→ **TASK REQUIREMENTS**
Which lines in the material below contain the word "flower"? Pull out each of them and list them.

══════

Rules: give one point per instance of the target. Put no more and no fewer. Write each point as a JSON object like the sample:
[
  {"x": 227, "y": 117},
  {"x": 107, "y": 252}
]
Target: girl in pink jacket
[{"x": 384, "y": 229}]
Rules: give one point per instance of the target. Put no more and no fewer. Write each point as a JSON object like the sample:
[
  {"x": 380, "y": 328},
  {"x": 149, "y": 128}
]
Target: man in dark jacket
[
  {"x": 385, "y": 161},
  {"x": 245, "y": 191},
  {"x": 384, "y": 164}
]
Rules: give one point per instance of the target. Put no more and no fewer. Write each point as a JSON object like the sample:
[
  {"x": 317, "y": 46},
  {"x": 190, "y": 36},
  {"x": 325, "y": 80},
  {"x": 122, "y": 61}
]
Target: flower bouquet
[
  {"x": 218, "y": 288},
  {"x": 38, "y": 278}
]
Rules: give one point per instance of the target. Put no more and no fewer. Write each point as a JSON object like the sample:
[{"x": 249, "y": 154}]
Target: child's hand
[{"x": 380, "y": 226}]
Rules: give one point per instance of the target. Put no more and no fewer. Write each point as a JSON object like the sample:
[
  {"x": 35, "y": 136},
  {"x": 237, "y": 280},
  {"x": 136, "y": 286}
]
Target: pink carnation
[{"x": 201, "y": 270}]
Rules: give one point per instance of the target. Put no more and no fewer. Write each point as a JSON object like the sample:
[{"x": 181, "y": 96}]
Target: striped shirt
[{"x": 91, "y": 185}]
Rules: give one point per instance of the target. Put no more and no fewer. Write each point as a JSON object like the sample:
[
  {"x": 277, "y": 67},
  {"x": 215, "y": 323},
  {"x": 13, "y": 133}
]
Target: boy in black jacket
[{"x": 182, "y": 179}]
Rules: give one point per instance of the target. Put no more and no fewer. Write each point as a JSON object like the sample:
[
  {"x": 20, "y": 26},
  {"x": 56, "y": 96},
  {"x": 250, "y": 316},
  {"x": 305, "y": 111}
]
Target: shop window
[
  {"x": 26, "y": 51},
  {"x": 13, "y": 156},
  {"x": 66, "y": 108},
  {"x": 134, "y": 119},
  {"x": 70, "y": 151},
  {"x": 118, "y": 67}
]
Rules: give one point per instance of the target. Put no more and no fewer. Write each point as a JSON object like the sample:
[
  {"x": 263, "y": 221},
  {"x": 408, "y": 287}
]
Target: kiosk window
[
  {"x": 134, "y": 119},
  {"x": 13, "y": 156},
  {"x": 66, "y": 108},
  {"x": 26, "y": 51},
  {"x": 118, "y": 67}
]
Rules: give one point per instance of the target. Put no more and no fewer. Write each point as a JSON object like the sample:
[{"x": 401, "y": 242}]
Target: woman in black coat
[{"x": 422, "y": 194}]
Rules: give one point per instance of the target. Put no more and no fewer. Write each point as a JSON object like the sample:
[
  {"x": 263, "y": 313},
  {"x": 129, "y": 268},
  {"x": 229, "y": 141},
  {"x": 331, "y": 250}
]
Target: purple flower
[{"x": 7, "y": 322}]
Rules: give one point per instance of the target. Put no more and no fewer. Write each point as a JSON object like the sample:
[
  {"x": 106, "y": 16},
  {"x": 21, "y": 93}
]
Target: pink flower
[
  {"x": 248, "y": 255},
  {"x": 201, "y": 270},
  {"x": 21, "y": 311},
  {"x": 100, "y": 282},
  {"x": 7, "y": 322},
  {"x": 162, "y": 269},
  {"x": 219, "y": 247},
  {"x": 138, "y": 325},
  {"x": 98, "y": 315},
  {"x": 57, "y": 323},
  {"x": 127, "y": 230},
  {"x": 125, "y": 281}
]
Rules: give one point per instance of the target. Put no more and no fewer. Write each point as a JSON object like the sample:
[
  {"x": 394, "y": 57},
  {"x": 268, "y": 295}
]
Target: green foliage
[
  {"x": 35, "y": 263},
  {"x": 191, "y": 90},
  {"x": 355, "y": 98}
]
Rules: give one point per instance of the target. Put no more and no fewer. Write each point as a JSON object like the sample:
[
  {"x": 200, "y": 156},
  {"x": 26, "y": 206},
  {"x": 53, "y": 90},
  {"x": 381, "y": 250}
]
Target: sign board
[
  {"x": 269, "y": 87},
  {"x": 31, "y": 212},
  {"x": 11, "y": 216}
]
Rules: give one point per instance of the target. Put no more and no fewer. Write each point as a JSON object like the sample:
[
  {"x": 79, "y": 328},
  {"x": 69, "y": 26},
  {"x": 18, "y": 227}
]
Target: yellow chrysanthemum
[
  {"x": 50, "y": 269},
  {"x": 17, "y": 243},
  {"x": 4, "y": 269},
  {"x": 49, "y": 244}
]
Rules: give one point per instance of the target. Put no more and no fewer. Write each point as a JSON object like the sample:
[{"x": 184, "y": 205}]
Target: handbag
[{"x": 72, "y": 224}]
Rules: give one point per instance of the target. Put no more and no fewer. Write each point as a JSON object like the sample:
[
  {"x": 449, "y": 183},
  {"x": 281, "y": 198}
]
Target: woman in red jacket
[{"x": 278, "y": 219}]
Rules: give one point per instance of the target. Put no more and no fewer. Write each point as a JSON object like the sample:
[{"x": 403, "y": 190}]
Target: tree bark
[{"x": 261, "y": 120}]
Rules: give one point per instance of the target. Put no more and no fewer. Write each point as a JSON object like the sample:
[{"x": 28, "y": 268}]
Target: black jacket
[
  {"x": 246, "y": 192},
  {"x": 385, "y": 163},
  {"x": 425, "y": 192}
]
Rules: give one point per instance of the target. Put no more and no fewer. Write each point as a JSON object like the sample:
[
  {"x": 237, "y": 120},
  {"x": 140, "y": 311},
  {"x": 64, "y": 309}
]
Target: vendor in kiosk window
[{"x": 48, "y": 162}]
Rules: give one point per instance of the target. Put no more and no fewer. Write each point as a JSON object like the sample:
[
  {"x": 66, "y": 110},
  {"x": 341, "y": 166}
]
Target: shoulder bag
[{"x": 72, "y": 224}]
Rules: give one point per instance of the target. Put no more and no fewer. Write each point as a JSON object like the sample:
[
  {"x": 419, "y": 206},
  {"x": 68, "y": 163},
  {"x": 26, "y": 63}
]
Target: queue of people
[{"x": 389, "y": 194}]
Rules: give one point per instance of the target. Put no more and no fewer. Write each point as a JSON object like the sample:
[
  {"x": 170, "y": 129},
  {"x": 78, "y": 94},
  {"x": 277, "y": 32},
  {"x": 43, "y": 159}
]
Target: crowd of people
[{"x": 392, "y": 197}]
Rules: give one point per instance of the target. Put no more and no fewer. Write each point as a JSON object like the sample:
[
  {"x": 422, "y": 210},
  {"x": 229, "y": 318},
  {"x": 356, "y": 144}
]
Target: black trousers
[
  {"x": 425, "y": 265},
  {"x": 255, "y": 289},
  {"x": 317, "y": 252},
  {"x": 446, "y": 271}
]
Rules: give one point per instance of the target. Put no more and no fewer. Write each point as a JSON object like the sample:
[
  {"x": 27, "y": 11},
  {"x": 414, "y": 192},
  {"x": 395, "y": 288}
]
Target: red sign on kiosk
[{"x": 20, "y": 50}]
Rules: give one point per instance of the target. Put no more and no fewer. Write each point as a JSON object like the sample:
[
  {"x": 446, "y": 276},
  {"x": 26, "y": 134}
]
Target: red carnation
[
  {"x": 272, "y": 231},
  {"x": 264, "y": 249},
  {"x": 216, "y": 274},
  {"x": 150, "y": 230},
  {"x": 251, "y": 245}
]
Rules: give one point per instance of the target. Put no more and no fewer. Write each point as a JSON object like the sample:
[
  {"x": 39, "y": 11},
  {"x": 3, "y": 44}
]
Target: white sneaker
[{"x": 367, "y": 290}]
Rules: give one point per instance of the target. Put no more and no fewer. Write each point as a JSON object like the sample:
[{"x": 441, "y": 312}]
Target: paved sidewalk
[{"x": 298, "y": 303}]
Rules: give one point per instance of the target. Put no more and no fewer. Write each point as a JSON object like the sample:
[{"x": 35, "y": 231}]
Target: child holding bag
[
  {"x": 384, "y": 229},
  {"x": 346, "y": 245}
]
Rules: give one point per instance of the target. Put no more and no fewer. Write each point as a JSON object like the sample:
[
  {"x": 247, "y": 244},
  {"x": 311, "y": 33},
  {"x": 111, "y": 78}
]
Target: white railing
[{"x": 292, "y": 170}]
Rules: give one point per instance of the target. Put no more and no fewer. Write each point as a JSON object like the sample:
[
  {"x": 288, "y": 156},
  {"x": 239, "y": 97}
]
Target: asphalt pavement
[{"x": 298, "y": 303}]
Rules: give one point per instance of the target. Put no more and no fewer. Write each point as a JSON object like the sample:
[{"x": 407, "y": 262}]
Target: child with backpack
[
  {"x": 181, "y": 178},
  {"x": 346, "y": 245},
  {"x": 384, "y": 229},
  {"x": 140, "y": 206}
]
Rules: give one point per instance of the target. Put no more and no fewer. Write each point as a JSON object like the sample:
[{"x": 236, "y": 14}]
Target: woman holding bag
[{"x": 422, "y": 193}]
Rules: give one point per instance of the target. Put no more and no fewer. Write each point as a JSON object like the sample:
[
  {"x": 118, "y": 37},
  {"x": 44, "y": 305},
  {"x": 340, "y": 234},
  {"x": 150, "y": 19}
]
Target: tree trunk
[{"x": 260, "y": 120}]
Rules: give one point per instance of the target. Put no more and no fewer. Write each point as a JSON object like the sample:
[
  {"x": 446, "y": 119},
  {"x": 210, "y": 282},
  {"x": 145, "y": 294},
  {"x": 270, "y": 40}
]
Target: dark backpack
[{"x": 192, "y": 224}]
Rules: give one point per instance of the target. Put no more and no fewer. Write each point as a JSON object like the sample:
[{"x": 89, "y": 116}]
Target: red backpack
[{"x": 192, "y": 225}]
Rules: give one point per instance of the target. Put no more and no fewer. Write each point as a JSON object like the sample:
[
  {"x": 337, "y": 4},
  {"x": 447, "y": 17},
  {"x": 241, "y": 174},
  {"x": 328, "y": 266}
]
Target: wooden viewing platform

══════

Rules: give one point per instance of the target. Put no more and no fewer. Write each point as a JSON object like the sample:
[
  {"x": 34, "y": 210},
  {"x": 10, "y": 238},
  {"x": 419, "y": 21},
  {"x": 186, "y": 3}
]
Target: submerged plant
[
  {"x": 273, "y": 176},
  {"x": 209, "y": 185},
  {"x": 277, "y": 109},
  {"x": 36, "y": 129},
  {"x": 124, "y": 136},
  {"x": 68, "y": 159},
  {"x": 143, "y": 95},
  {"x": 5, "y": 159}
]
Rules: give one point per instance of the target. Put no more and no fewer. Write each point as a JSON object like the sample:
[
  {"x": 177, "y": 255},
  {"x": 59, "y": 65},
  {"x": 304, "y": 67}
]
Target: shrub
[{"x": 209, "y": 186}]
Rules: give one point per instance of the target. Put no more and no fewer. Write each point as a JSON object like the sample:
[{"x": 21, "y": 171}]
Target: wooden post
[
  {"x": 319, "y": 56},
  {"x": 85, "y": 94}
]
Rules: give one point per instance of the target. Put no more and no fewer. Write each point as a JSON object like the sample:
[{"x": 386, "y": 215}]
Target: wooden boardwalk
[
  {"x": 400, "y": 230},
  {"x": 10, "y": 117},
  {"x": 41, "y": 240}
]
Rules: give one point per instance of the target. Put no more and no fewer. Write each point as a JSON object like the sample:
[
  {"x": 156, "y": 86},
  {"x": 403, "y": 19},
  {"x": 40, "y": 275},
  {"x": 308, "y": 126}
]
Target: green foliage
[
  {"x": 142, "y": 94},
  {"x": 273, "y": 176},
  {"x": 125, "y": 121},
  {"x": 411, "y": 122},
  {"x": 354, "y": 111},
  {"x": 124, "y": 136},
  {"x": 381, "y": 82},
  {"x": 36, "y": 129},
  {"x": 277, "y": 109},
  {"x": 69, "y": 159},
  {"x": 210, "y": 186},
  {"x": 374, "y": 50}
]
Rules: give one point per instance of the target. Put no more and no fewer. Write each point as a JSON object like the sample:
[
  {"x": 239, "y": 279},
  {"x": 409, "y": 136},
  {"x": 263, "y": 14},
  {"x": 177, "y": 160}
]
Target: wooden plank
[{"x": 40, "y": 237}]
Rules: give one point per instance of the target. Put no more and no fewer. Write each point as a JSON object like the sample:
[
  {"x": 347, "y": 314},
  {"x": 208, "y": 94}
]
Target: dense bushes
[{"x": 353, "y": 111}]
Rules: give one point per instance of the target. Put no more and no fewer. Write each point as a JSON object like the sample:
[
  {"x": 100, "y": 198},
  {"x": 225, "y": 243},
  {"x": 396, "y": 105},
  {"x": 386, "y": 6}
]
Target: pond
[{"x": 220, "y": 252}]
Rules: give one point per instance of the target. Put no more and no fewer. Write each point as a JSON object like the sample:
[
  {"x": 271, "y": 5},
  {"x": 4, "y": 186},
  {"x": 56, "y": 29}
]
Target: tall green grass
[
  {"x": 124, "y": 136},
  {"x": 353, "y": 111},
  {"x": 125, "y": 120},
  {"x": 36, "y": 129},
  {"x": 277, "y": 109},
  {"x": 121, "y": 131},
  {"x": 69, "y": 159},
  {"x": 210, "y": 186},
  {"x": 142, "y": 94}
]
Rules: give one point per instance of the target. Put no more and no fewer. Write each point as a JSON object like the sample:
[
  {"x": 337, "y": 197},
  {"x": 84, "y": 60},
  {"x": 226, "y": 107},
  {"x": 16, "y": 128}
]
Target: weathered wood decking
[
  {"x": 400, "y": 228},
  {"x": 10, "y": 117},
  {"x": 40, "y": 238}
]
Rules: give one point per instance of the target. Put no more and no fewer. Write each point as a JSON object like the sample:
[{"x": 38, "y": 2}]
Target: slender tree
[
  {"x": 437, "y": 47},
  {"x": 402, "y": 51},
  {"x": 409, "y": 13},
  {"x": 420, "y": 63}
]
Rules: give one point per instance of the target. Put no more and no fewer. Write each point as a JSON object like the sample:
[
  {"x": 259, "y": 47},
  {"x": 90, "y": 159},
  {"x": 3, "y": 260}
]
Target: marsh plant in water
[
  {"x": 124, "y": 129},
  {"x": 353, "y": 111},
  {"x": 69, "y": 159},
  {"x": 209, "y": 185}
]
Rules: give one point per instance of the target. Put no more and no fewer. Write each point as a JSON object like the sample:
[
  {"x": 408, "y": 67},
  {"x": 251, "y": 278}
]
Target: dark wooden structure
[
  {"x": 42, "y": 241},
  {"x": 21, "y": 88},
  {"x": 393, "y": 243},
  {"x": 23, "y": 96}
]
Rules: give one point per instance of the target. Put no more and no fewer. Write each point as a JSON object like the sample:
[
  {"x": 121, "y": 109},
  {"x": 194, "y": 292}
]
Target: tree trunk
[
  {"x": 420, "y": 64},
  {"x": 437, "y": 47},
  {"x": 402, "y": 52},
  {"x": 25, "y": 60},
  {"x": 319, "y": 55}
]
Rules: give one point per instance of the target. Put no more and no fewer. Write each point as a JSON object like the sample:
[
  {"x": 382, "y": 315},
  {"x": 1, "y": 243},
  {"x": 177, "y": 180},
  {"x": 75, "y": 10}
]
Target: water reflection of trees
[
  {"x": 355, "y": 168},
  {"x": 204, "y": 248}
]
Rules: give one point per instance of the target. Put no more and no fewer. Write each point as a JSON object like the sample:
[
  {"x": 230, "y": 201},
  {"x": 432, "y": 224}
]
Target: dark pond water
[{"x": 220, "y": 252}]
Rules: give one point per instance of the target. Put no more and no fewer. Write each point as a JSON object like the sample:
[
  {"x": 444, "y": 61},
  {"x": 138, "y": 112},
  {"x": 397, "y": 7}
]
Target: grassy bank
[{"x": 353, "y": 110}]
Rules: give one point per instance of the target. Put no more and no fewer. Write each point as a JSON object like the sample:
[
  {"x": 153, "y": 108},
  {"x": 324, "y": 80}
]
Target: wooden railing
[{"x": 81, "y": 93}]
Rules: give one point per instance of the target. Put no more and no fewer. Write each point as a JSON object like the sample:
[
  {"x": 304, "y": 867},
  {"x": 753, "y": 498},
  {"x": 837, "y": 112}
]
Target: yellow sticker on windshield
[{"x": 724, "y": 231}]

══════

→ **WORKED SOLUTION**
Target: flower bouquet
Target: purple flower
Target: pink flower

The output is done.